Written exercise
Revise the passage of the speech synthesis claims starting at "3. The speech" and ending at "spectral trajectory parameter.", changing "parameterizer" to "parameter calculator" wherever it appears.

Extract provided
* begin *

2. The speech model generating apparatus according to claim 1, wherein the parameterizer calculates the spectral trajectory parameter of a target unit, which is the linguistic unit to be processed, on the basis of the spectral coefficients of each of the frames included in the target unit and the spectral coefficients of each of the frames included in each of the linguistic units which are disposed immediately before and after the target unit.
3. The speech model generating apparatus according to claim 2, wherein the clustering unit clusters the spectral trajectory parameters of the target unit into the clusters on the basis of the linguistic context of the target unit and the linguistic units which are disposed immediately before and after the target unit.
4. The speech model generating apparatus according to claim 1, wherein the parameterizer performs a linear transform of vectors of spectrum coefficients included in the linguistic unit to obtain the spectral trajectory parameter.
5. A speech synthesis apparatus comprising:
a text analyzer that acquires text information, which is a speech synthesis target, and performs a text analysis of the text information to generate linguistic context indicating content of language in the text information;
a model selector that, on the basis of the linguistic context of a linguistic unit in the text information, selects a spectral trajectory model of a cluster to which the linguistic unit belongs, from a storage unit storing spectral trajectory models clustered into a plurality of clusters on the basis of the linguistic context of a plurality of the linguistic units, the spectral trajectory model indicating a statistical distribution of a plurality of spectral trajectory parameters of a plurality of speech signals on the text information, and each linguistic unit having a plurality of frames; and
a generator that generates the spectral trajectory parameters of the linguistic unit on the basis of the spectral trajectory model selected by the model selector and obtains spectral coefficients by an inverse transformation of the spectral trajectory parameters.
6. The speech synthesis apparatus according to claim 5, wherein the generator generates an objective function of the spectral trajectory model selected by the model selector and maximizes the objective function to generate the spectral trajectory parameters of each linguistic unit.
7. A speech model generating program product having a computer readable medium including programmed instructions, wherein the instructions, when executed by a computer, causes the computer to perform:
acquiring text information and performing a text analysis of the text information to generate linguistic context indicating content of language in the text information;
acquiring a speech signal corresponding to the text information and calculating a set of spectral coefficients that describe the spectrum shape of each frame of the speech signal;
acquiring boundary information that indicates a beginning and an end of linguistic units and chunking the speech signal into the linguistic units on the basis of the boundary information, each linguistic unit expanding over multiple frames of the speech signal;
calculating a set of spectral trajectory parameters for a trajectory of the spectral coefficients associated with the linguistic unit;
clustering a plurality of the spectral trajectory parameters calculated for each of the linguistic units into a plurality of clusters on the basis of the linguistic context; and
obtaining a trained spectral trajectory model that indicates for each cluster a statistical distribution of the spectral trajectory parameters belonging to that cluster.

* end *

Source data
* begin *

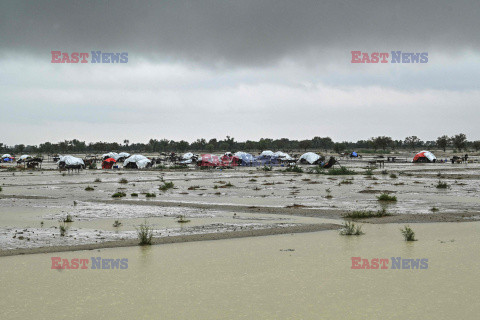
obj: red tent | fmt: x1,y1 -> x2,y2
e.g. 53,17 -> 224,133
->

* end *

Answer to this exercise
3. The speech model generating apparatus according to claim 2, wherein the clustering unit clusters the spectral trajectory parameters of the target unit into the clusters on the basis of the linguistic context of the target unit and the linguistic units which are disposed immediately before and after the target unit.
4. The speech model generating apparatus according to claim 1, wherein the parameter calculator performs a linear transform of vectors of spectrum coefficients included in the linguistic unit to obtain the spectral trajectory parameter.